# [TASK DESCRIPTION]
Count the lines in the material below that contain the string "positive", and reply with only that number.
═══ GIVEN INFORMATION ═══
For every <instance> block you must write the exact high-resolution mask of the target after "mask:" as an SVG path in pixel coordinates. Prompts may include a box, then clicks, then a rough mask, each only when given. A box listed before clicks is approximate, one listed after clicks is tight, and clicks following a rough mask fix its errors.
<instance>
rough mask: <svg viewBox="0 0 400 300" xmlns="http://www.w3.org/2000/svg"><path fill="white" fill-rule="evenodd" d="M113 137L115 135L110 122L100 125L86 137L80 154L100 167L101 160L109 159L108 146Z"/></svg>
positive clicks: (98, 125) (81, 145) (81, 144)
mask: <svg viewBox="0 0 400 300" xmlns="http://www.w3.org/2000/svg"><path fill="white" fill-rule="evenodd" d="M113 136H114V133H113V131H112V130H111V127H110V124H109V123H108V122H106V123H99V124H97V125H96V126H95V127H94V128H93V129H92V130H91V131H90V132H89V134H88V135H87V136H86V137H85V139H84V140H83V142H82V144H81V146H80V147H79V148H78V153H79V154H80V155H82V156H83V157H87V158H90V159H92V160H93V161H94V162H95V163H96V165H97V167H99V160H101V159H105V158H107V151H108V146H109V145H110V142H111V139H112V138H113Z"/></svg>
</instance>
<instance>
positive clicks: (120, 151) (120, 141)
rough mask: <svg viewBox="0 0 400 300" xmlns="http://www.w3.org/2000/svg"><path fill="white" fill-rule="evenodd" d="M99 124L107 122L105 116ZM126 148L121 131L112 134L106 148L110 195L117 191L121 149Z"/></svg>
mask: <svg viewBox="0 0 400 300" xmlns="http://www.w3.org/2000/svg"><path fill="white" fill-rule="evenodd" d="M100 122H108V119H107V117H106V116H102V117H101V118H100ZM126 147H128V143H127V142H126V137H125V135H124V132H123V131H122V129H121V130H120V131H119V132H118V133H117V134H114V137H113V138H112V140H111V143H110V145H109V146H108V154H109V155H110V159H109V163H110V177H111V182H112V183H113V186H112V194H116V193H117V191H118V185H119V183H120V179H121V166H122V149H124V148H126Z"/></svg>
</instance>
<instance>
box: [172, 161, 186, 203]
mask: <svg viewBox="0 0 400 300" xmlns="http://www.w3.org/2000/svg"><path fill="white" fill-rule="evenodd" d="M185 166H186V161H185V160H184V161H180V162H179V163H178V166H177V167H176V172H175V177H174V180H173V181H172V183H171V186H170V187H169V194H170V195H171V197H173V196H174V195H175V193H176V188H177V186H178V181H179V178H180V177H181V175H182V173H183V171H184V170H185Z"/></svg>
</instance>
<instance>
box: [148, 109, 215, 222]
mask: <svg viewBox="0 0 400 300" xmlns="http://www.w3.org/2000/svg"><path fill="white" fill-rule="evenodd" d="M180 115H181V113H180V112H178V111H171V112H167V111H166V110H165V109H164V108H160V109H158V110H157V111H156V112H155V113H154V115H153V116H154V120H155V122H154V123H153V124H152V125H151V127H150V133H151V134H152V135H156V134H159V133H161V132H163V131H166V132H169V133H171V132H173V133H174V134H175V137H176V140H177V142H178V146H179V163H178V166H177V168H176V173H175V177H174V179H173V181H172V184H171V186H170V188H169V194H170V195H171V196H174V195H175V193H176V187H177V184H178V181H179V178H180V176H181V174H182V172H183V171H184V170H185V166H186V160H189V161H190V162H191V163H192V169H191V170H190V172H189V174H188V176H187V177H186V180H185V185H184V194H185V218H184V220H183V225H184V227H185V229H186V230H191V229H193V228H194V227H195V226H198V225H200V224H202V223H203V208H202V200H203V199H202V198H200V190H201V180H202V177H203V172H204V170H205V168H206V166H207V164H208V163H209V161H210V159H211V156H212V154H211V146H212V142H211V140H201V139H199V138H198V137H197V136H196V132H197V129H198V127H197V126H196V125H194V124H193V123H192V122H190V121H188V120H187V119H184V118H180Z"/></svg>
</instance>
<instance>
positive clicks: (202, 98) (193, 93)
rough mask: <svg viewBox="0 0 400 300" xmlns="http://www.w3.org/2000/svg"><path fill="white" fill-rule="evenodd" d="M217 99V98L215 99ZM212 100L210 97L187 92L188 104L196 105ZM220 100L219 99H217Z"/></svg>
═══
# [FINAL ANSWER]
3